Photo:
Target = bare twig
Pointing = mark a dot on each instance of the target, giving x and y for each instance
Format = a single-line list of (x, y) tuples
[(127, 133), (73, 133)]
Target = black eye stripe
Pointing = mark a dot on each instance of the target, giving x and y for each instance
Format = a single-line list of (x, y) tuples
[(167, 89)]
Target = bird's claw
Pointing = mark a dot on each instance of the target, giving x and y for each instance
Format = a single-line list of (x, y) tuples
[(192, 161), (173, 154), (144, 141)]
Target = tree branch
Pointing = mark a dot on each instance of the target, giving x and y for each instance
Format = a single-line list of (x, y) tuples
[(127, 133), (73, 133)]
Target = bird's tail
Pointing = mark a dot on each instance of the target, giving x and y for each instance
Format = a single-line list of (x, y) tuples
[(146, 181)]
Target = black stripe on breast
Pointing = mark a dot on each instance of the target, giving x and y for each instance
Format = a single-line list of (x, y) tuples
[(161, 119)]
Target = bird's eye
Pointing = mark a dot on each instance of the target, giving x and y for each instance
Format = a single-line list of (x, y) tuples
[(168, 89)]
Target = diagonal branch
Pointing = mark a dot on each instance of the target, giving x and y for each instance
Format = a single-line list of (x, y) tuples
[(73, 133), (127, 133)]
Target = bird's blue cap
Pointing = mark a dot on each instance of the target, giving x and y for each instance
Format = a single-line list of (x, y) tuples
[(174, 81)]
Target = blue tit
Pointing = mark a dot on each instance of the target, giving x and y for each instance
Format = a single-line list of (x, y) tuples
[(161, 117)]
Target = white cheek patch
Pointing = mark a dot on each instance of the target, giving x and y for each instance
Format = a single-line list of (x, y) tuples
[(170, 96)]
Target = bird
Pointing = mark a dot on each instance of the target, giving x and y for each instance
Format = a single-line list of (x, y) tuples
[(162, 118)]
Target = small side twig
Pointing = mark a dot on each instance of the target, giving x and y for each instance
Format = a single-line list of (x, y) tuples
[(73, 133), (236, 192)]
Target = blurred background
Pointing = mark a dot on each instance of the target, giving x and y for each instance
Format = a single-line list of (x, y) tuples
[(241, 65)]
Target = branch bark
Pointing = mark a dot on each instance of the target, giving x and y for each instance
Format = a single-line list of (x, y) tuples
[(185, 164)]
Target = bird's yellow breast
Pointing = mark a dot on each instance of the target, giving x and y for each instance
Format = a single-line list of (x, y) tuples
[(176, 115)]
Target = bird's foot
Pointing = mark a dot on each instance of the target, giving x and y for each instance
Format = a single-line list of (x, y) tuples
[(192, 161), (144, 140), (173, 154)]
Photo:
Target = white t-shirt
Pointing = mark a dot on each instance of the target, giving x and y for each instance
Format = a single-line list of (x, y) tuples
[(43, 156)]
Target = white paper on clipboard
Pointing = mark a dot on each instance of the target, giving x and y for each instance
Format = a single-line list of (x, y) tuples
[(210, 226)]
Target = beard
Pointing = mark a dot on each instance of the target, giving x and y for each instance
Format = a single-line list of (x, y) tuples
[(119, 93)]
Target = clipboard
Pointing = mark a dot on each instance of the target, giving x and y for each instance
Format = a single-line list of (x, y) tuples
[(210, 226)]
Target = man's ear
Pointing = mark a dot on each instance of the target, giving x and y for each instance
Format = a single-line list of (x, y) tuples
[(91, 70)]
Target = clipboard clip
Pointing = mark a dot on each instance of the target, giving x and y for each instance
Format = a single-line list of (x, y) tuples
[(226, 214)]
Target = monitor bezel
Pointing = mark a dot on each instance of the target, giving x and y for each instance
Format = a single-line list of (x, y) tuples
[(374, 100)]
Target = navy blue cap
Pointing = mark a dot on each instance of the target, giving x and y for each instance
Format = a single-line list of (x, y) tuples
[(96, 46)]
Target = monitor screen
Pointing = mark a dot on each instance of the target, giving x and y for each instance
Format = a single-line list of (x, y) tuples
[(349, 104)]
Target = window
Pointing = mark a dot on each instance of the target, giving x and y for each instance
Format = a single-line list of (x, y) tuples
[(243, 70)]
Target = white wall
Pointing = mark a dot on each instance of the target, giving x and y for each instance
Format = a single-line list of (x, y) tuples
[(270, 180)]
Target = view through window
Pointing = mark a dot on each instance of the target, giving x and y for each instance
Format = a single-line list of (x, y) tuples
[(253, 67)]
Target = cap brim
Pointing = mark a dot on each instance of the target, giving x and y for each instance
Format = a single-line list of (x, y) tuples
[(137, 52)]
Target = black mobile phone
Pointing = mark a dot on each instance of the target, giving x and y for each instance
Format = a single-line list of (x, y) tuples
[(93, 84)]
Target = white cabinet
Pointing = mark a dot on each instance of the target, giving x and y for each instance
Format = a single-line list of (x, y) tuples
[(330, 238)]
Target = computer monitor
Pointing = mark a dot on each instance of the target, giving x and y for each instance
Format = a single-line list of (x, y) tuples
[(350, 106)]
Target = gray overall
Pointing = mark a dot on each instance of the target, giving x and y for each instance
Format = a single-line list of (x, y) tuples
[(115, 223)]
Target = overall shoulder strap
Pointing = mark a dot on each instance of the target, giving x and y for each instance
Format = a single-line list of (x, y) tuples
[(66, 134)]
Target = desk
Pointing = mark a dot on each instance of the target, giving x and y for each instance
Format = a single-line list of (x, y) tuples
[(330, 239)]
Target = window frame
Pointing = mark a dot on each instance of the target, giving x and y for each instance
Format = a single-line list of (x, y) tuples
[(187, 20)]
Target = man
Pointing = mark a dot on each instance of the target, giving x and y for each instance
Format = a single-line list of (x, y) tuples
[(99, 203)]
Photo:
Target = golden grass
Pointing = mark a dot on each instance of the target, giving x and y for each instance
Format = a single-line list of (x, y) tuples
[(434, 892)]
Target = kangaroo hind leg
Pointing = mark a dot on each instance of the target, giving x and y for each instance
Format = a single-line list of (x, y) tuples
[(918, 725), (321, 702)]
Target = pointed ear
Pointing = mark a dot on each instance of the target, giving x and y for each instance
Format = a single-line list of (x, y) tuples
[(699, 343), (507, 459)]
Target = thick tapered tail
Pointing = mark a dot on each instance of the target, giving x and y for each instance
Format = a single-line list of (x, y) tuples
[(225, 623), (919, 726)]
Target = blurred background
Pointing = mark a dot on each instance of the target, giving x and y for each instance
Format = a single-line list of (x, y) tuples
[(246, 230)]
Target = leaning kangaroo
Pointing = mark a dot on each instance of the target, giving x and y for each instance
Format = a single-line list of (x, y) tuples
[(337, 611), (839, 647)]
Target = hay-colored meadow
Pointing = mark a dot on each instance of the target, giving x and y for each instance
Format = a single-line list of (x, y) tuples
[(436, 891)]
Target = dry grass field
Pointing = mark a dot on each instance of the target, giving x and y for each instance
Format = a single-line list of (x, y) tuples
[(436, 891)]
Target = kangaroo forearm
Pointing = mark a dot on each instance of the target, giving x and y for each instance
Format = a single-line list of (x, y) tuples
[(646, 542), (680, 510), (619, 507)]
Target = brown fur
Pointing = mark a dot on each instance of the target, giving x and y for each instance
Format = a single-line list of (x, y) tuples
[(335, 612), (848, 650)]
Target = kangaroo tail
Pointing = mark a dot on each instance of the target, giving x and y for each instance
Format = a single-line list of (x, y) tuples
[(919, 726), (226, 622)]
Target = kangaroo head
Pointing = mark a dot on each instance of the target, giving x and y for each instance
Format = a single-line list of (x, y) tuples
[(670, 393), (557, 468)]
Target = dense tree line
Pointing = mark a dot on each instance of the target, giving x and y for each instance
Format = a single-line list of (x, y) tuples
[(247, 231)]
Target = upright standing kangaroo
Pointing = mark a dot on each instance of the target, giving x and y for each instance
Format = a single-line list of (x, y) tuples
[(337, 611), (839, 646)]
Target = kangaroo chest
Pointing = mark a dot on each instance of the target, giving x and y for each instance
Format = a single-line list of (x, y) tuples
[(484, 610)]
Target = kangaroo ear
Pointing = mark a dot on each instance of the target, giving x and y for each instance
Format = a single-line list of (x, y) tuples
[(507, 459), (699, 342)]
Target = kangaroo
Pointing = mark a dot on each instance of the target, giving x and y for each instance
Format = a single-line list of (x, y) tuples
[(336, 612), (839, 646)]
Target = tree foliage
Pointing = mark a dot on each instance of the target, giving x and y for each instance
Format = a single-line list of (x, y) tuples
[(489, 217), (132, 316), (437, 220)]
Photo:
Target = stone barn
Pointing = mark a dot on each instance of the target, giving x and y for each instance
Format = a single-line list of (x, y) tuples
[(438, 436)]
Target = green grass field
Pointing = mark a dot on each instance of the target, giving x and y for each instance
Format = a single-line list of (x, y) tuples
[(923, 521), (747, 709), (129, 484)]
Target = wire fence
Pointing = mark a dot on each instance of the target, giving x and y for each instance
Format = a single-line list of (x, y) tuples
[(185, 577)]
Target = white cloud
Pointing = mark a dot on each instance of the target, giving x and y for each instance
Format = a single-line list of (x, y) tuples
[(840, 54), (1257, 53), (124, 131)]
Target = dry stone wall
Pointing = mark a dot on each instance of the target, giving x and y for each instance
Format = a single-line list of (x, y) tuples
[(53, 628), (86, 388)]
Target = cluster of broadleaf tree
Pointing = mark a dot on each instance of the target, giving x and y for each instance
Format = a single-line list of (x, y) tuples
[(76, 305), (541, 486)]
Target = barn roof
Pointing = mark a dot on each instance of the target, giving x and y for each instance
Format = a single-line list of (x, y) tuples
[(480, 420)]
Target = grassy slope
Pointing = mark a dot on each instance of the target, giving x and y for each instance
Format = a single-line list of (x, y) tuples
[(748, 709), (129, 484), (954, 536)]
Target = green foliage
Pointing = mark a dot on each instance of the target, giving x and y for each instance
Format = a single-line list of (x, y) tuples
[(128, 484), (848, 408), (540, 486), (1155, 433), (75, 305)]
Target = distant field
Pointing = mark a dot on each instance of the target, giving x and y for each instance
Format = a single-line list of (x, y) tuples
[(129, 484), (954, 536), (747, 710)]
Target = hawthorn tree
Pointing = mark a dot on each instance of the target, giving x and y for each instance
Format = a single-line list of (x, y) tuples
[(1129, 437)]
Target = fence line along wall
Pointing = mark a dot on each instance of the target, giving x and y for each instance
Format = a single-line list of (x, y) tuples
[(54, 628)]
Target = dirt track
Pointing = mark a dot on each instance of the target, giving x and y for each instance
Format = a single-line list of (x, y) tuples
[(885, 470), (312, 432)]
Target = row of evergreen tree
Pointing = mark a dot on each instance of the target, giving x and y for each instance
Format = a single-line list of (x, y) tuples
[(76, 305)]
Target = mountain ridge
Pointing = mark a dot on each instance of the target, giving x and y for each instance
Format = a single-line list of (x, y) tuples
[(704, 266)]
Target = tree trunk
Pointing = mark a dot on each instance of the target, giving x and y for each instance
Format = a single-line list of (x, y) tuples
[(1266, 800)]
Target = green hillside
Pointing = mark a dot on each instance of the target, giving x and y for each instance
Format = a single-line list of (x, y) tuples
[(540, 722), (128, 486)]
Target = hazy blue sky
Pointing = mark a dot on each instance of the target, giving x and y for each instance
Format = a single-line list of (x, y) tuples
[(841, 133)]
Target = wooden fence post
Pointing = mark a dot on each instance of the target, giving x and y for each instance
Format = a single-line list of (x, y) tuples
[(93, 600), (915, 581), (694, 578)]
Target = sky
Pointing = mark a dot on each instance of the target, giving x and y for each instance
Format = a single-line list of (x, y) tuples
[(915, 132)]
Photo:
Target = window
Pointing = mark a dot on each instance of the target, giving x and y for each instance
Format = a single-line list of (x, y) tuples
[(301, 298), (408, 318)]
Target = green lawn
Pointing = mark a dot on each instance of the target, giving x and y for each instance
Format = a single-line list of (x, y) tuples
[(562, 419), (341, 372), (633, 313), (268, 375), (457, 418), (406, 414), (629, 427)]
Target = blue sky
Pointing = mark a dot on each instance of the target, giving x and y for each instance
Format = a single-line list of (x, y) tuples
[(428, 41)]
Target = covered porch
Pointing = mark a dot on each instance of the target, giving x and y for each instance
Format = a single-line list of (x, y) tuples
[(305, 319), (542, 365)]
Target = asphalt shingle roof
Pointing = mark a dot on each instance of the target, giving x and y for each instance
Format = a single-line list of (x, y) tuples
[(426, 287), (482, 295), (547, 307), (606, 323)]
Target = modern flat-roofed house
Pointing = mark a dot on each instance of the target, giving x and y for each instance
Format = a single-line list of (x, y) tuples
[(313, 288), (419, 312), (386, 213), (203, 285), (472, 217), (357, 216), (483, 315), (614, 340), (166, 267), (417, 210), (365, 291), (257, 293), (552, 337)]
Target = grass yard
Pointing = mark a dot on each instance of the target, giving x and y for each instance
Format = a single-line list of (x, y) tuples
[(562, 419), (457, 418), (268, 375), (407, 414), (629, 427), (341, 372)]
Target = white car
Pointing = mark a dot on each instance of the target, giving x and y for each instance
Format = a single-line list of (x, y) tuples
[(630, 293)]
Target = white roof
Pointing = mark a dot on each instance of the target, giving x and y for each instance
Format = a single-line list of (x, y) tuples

§ **Esercizio scritto**: Inserisci in un elenco JSON di stringhe le righe dei record, partendo da quella che contiene "Target = desk" e arrivando a quella che contiene "[(225, 623), (919, 726)]", entrambe comprese. Ogni riga diventa una stringa e le righe vuote vanno escluse.

§ **Risposta corretta**:
[
  "Target = desk",
  "Pointing = mark a dot on each instance of the target, giving x and y for each instance",
  "Format = a single-line list of (x, y) tuples",
  "[(330, 239)]",
  "Target = window frame",
  "Pointing = mark a dot on each instance of the target, giving x and y for each instance",
  "Format = a single-line list of (x, y) tuples",
  "[(187, 20)]",
  "Target = man",
  "Pointing = mark a dot on each instance of the target, giving x and y for each instance",
  "Format = a single-line list of (x, y) tuples",
  "[(99, 203)]",
  "Photo:",
  "Target = golden grass",
  "Pointing = mark a dot on each instance of the target, giving x and y for each instance",
  "Format = a single-line list of (x, y) tuples",
  "[(434, 892)]",
  "Target = kangaroo hind leg",
  "Pointing = mark a dot on each instance of the target, giving x and y for each instance",
  "Format = a single-line list of (x, y) tuples",
  "[(918, 725), (321, 702)]",
  "Target = pointed ear",
  "Pointing = mark a dot on each instance of the target, giving x and y for each instance",
  "Format = a single-line list of (x, y) tuples",
  "[(699, 343), (507, 459)]",
  "Target = thick tapered tail",
  "Pointing = mark a dot on each instance of the target, giving x and y for each instance",
  "Format = a single-line list of (x, y) tuples",
  "[(225, 623), (919, 726)]"
]